──────── Verilen Metin ────────

Mukaddes Emaneti Koruyalım
Resulullah (sallallahu aleyhi ve sellem) Ashabına gerçek İslâm’ı, hiçbir eksiksiz tebliğ ve teslim etti.
Ashab-ı Kiram gerçek İslâm’ı Tâbiîn’e öğretti ve teslim etti.
Tâbiîn Tebe-i Tâbiîn’e gerçek İslâm’ı öğretti ve teslim etti.
Sâlih Selefler gerçek İslâm’ı öğrettiler ve bütün olarak teslim edip gittiler..
Her karnda (devirde) yaşayan icazetli ulemâ ve meşayih gerçek İslâm’ı öğrettiler ve sonrakilere teslim edip gittiler.
Böylece gerçek İslâm günümüze kadar geldi.

──────── Kaynak Veriler ────────

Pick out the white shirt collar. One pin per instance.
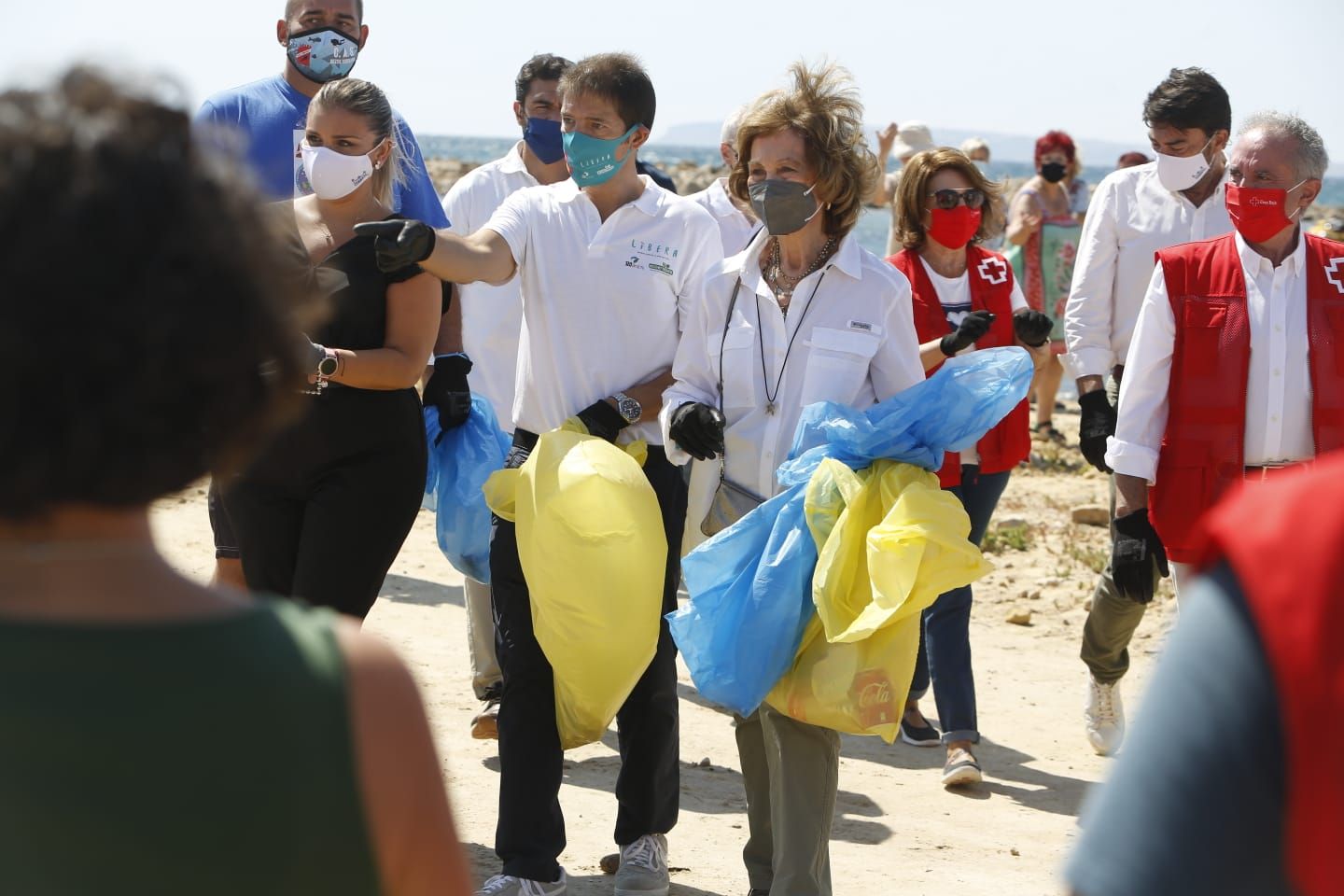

────────

→ Problem
Verilen metinde "Tâbiîn Tebe-i Tâbiîn’e" sözcüklerini içeren ifadeyle başlayıp "günümüze kadar geldi." ile biten bölümü hiç değiştirmeden geri verin. Bu malzemenin verilen metinle hiçbir bağlantısı yoktur.

→ Sonuç
Tâbiîn Tebe-i Tâbiîn’e gerçek İslâm’ı öğretti ve teslim etti.
Sâlih Selefler gerçek İslâm’ı öğrettiler ve bütün olarak teslim edip gittiler..
Her karnda (devirde) yaşayan icazetli ulemâ ve meşayih gerçek İslâm’ı öğrettiler ve sonrakilere teslim edip gittiler.
Böylece gerçek İslâm günümüze kadar geldi.